__Exercise 1__
According to the passage on El Sistema and Chetham's school, how long a prison sentence did Michael Brewer receive?
** Begin Text section **
Baker portrays El Sistema’s founder, the 75-year-old Jose Antonio Abreu, as a bully and political sycophant whose ‘system’ subjects children to brutal practising regimes that went out of fashion in the West decades ago. It’s more of a state-sponsored cult than a philanthropic marvel, says Baker.

Most disturbingly, he alleges that El Sistema permits the sort of sexual abuse of young musicians by their teachers that has recently come to light in British classical music circles — especially at Chetham’s school in Manchester. ‘Chet’s’, a co-ed specialist school that has produced some of this country’s finest musicians, has become synonymous with abuse. Its former choirmaster, Michael Brewer, was jailed for six years last year on five charges of indecent assault. His ex-wife, Kay, was also jailed for joining in the abuse.

Their accuser, Frances Andrade, claimed to have been assaulted by both of them when she was a violin student at Chetham’s in 1979 and 1980. Brewer dismissed her as a ‘fantasist’. Halfway through the trial she took a fatal overdose of prescription drugs. In September this year the conductor Nicholas Smith, another former Chetham’s teacher, was jailed for sexually assaulting a 15-year-old pupil. Two more individuals connected with Chetham’s have been charged, and there is also an ongoing matter in relation to one individual who resides outside of the UK.
** End Text section **
__Exercise 2__
Reproduce the records verbatim from their start through the line containing "POLYGON ((142 50, 109", inclusive, and leave out the pictures.
** Begin Available records **
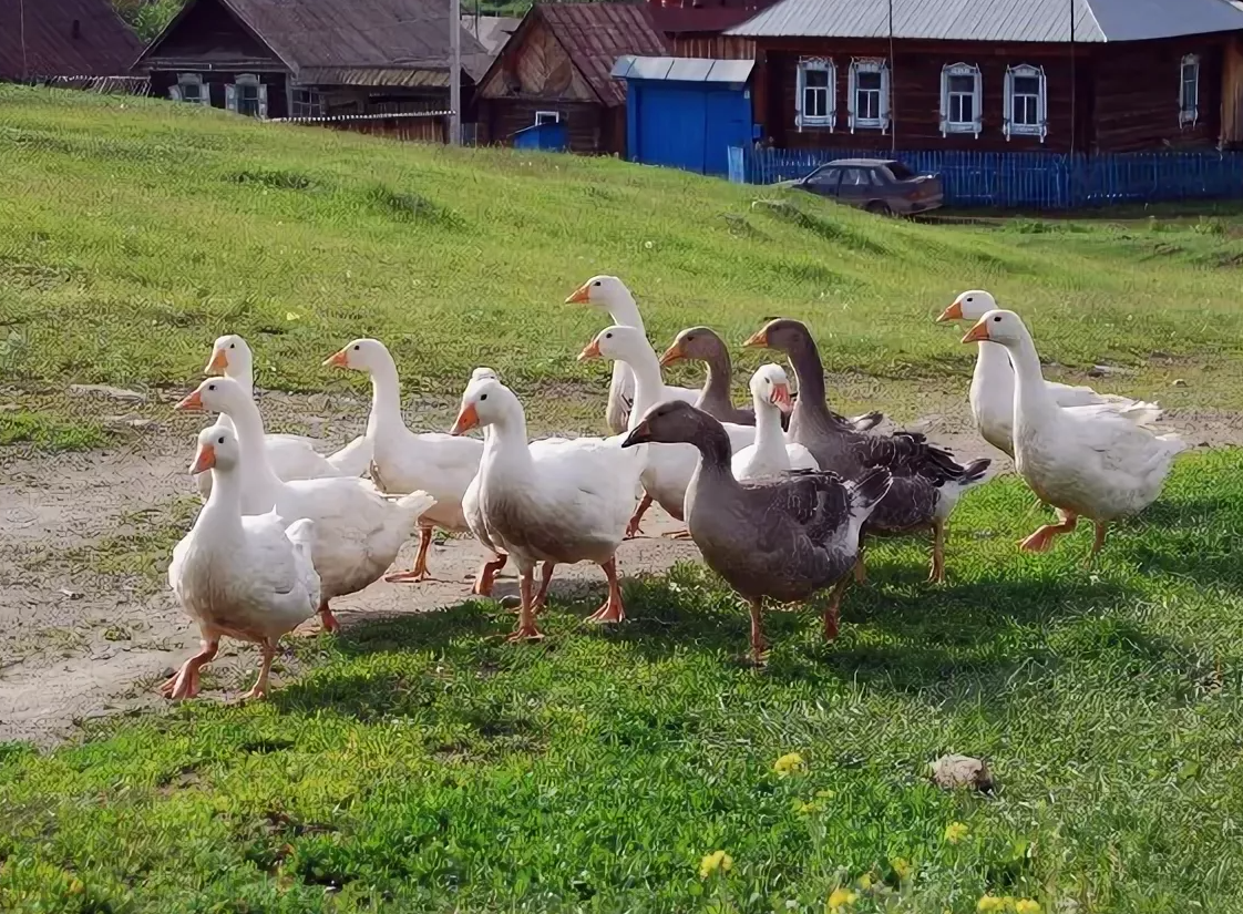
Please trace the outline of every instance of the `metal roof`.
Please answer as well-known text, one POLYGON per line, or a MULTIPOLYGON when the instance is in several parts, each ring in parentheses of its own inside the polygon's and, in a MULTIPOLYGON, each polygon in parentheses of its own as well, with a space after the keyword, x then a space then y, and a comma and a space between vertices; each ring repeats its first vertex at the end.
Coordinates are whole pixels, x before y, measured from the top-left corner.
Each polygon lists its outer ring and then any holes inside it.
MULTIPOLYGON (((1243 30, 1229 0, 892 0, 892 37, 1064 44, 1243 30)), ((782 0, 727 35, 885 39, 889 0, 782 0)))
POLYGON ((142 50, 109 0, 0 0, 0 78, 127 76, 142 50))
POLYGON ((753 60, 709 60, 704 57, 618 57, 614 80, 664 80, 667 82, 746 82, 753 60))

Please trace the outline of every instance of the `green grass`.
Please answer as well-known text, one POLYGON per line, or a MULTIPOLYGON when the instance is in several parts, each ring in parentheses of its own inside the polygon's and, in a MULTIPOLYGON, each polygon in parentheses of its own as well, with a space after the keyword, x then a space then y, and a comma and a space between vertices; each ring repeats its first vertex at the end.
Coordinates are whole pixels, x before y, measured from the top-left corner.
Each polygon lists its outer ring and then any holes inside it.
** End Available records **
__Complete output 1__
Six years

__Complete output 2__
Please trace the outline of every instance of the `metal roof`.
Please answer as well-known text, one POLYGON per line, or a MULTIPOLYGON when the instance is in several parts, each ring in parentheses of its own inside the polygon's and, in a MULTIPOLYGON, each polygon in parentheses of its own as well, with a space after the keyword, x then a space then y, and a comma and a space between vertices; each ring repeats its first vertex at the end.
Coordinates are whole pixels, x before y, measured from the top-left corner.
Each polygon lists its outer ring and then any holes inside it.
MULTIPOLYGON (((1243 30, 1229 0, 892 0, 892 37, 1064 44, 1243 30)), ((782 0, 727 35, 885 39, 889 0, 782 0)))
POLYGON ((142 50, 109 0, 0 0, 0 78, 127 76, 142 50))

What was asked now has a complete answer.